= Supplied text =
+ + + +
Really giddy to share this recipe for a gluten free blackcurrant pie, as it’s one of my favourite puddings that my grandma used to make, and since being diagnosed with coeliac I have never made myself a gluten free version……until today! And what’s really nice, is the blackcurrants I’ve used for this pie, have come from my dad’s next-door neighbours garden. She let me pop in the other day and pick myself a container full!
People very often feel a bit daunted when it comes to making gluten free pastry, but I personally now prefer to work with it, as unlike traditional pastry that you can make tough if you over handle, gluten free pastry is the complete opposite, so instead, you really want to work and knead it for a few minutes to improve the texture before you start to roll it out. And if you do then happen to get the odd crack in the pastry, don’t bother, as it won’t affect the overall pie. In fact, my grandmas blackcurrant pies were only enhanced by the cracks, as they allowed the bubbling blackcurrant juice to seep through, which made the pie look perfect in my eyes!
Ingredients (serves 6)
For the pastry
200g (7oz) gluten free plain flour or mix (I used Doves Farm gluten free plain flour for this pie!)
100g (3½oz) hard butter (or margarine) cubed
½ teaspoon of *xanthan gum (optional)
+ + + +
= Problem 1 =
In the blackcurrant pie recipe, whose garden supplied the blackcurrants used for the pie?
= Problem 2 =
Carry on the blackcurrant pie recipe from the point where the text ends.

(Referring expression data)
+ + + +
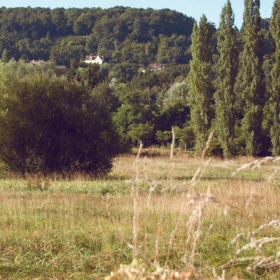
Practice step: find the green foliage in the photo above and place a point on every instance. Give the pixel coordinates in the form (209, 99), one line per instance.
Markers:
(251, 75)
(275, 83)
(199, 81)
(163, 137)
(141, 132)
(226, 71)
(49, 124)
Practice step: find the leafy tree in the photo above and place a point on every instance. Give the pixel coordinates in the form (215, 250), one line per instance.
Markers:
(49, 124)
(275, 83)
(141, 132)
(5, 55)
(252, 89)
(226, 71)
(199, 82)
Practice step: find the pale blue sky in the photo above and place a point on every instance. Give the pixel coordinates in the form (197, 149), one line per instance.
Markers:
(194, 8)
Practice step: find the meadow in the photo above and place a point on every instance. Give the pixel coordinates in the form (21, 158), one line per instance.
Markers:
(185, 218)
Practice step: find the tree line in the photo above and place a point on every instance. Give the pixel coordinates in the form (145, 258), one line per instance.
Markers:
(71, 116)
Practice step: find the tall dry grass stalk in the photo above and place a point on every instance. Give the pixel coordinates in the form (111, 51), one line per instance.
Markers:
(208, 144)
(173, 144)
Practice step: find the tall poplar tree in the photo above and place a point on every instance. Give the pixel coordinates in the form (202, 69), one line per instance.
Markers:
(275, 81)
(199, 82)
(252, 88)
(226, 71)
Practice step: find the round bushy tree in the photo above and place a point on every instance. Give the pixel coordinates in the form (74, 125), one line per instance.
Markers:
(48, 124)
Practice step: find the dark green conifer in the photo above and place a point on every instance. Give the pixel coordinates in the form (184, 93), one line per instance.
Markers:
(252, 88)
(199, 82)
(275, 81)
(226, 71)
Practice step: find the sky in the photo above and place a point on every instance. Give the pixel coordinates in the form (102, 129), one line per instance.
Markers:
(193, 8)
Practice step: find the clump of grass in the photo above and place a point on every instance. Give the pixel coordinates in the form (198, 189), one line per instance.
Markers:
(264, 252)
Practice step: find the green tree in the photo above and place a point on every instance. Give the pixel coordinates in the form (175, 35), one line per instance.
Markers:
(226, 71)
(199, 82)
(5, 56)
(251, 75)
(49, 124)
(275, 82)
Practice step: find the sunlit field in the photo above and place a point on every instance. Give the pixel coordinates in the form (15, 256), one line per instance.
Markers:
(189, 216)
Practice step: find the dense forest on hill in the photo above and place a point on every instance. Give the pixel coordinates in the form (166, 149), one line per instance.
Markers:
(122, 35)
(214, 77)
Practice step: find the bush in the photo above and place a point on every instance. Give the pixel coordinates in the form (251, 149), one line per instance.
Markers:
(49, 124)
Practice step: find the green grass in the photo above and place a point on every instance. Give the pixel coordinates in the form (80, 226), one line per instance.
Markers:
(81, 229)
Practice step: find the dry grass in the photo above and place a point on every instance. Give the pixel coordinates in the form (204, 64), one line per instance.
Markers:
(84, 229)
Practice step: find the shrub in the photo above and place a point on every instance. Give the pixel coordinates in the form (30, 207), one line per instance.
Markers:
(49, 124)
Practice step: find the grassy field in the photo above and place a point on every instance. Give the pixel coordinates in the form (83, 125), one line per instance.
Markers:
(188, 215)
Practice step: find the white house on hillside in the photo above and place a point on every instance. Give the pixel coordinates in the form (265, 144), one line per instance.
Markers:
(99, 59)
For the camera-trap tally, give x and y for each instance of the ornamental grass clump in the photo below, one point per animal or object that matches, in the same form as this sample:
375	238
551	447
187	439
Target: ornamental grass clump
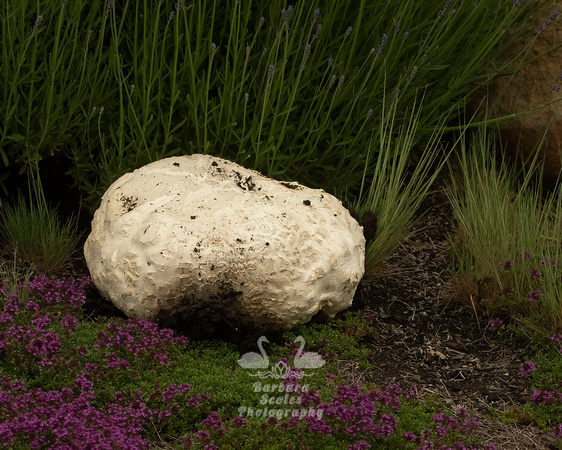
295	91
33	232
507	247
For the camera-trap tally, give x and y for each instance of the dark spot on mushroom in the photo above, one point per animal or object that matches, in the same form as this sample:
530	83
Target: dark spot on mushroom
244	183
128	203
290	185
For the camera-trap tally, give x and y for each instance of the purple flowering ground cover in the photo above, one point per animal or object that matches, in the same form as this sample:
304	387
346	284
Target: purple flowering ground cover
59	389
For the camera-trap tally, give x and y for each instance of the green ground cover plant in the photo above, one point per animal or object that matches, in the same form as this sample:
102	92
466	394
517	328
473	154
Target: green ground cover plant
123	383
353	98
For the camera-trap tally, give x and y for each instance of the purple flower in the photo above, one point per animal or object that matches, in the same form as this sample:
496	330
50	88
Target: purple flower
527	369
556	337
507	264
69	322
534	273
316	15
286	13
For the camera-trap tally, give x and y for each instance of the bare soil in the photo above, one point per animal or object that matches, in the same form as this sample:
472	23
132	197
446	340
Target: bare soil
425	335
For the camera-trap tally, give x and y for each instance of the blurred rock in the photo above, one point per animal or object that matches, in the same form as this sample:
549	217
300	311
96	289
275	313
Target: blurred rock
205	245
531	87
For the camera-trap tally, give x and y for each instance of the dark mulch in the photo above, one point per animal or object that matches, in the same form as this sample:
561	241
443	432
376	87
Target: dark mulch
424	335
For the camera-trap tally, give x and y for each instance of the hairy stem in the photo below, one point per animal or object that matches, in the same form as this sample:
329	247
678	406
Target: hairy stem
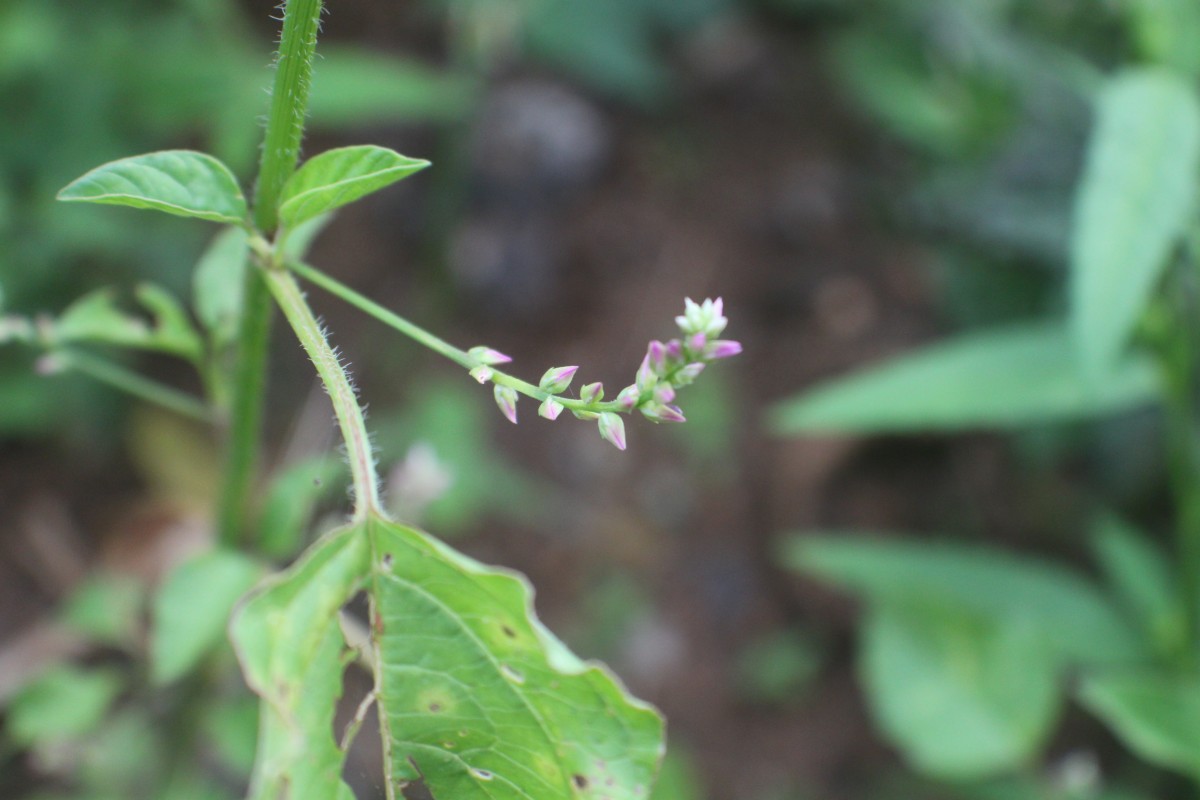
346	404
437	344
281	150
132	383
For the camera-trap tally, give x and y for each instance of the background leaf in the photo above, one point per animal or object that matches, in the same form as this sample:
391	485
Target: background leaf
1157	716
1003	378
963	698
1135	199
192	607
483	702
339	176
181	182
989	583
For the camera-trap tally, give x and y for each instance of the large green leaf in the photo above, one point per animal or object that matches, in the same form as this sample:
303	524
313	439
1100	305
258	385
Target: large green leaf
963	698
340	176
1134	202
183	182
479	701
1005	378
993	584
483	702
293	654
191	609
1157	716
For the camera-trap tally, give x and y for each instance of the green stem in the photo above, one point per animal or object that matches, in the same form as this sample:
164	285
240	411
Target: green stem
281	150
135	384
437	344
346	404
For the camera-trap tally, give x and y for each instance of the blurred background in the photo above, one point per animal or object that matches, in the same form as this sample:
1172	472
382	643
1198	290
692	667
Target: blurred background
855	179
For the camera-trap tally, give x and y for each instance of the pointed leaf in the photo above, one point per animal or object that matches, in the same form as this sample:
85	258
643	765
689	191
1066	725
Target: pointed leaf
292	653
181	182
1005	378
1157	716
960	697
1134	202
191	609
340	176
484	703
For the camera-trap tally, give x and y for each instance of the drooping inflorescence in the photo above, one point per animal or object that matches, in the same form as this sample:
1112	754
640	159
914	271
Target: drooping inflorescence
667	367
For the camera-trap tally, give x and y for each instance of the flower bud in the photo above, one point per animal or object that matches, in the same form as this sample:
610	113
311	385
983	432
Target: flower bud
628	397
557	379
507	398
487	355
660	413
550	409
721	349
688	374
612	428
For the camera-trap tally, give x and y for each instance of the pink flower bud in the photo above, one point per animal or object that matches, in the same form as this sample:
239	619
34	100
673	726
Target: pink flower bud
507	398
628	397
557	379
550	409
487	355
612	428
592	392
658	413
721	349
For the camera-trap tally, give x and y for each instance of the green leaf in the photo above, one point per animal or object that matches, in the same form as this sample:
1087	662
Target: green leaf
181	182
96	317
217	283
961	698
65	702
292	654
1005	378
480	699
1134	202
340	176
192	607
1157	716
1144	581
989	583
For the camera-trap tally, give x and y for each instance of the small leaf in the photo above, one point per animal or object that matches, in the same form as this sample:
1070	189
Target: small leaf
96	317
181	182
960	697
192	609
1000	379
1134	202
340	176
989	583
63	703
1157	716
217	283
480	701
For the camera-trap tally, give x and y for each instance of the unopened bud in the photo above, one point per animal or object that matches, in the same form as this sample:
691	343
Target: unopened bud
628	397
487	355
592	392
612	428
507	398
660	413
721	349
557	379
550	408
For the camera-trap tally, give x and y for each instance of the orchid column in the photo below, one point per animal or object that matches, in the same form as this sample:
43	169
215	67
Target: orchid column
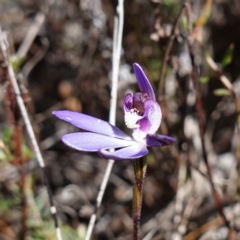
142	114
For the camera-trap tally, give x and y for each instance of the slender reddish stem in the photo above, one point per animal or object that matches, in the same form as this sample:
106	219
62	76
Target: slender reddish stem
140	167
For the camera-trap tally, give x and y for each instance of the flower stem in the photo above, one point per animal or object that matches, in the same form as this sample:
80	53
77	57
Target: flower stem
140	167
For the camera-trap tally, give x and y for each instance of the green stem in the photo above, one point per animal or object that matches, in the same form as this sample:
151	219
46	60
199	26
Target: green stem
140	167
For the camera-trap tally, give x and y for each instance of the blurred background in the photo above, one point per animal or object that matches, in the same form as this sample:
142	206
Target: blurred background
66	64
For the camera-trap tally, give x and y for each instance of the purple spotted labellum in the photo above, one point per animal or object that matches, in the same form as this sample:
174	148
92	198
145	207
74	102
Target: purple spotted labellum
142	114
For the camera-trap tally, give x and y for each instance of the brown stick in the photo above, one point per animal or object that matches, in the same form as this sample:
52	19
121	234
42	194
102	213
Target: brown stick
168	50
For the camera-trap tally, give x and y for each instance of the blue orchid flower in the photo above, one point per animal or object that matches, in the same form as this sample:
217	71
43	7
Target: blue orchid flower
141	113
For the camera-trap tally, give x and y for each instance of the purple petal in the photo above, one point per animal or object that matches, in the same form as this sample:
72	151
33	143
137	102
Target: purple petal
128	153
150	122
157	140
128	102
143	81
90	124
92	142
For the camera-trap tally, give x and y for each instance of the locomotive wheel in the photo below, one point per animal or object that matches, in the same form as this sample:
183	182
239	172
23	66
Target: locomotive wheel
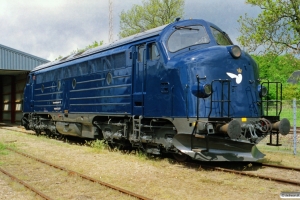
48	133
181	157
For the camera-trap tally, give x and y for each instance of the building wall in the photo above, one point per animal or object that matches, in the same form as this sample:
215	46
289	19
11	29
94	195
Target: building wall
12	88
14	67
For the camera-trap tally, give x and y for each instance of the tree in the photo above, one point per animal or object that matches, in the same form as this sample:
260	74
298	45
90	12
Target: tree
150	14
275	30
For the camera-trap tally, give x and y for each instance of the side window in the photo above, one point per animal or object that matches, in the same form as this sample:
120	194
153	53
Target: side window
153	52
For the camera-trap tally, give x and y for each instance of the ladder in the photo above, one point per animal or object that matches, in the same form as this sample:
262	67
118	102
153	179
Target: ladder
137	126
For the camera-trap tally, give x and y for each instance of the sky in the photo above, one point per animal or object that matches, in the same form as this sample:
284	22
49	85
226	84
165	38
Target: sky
53	28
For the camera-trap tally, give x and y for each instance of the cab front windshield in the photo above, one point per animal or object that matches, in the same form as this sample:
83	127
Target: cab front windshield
186	36
220	37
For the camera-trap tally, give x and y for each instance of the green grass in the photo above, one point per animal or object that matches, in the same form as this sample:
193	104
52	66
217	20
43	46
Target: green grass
98	145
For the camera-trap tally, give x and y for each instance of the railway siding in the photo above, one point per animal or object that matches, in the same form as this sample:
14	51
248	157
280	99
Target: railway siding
55	183
158	178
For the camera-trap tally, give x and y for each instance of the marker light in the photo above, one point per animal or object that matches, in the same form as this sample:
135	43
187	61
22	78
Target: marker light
235	51
204	90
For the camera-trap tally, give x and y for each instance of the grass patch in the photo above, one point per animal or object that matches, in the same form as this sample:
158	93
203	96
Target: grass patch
98	145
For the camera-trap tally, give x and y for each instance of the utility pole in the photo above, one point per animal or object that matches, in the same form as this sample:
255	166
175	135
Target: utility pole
110	31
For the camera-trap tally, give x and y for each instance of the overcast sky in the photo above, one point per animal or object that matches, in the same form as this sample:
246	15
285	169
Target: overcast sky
50	28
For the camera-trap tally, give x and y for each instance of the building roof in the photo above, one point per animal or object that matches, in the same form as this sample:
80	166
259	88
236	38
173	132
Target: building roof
15	60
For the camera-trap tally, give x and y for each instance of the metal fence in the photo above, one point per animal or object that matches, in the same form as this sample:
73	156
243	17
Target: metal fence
290	143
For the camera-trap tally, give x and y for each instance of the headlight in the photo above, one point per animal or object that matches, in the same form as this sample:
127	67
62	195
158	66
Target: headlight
262	90
235	51
204	90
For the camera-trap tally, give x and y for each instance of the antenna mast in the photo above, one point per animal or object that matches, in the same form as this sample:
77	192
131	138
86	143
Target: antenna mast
110	32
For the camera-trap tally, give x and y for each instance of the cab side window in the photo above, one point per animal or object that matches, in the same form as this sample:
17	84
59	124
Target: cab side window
141	53
153	52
+ + + +
= Answer area 1 =
They came from the garden of the writer's dad's next-door neighbour.

= Answer area 2 =
1 large beaten egg
Add a pinch of salt to the flour if using unsalted butter
300g (11oz) blackcurrants – washed and any odd stalks removed
50g (2oz) sugar – if you like your pie a little sweeter add an extra 10g
Preheat oven to 200C/400F/Gas 6/Fan 180C
Lightly grease an enamel plate if you have one (love pies on these!) or a pie dish. Approximate size you need is about 8½ inch 22cm.
Blend together the gluten free flour/mix and xanthan gum in a large bowl. Add the butter and rub it in until it resembles coarse breadcrumbs (any larger bits of butter will be blended when you work the pastry before rolling it out).
Stir in the egg and then add enough water to bring the pastry together. If you don’t add enough water, you will find the pastry difficult to work with. if you add a bit too much, don’t worry as you can ‘bring it back’ by adding a little extra gluten free flour!
Form the pastry into a ball and transfer onto a surface dusted with gluten free flour and knead for a couple of minutes until the pastry becomes smooth. By doing this the pastry will be much easier to handle!
Cut the pastry in half, roll out the first half on worktop lightly dusted with gluten free flour. Once you have a circle slightly bigger than your pie dish, gently roll the pastry around the rolling pin and lift and guide it into the pie dish.
Fill the pastry base with blackcurrants and sprinkle sugar over the top of them.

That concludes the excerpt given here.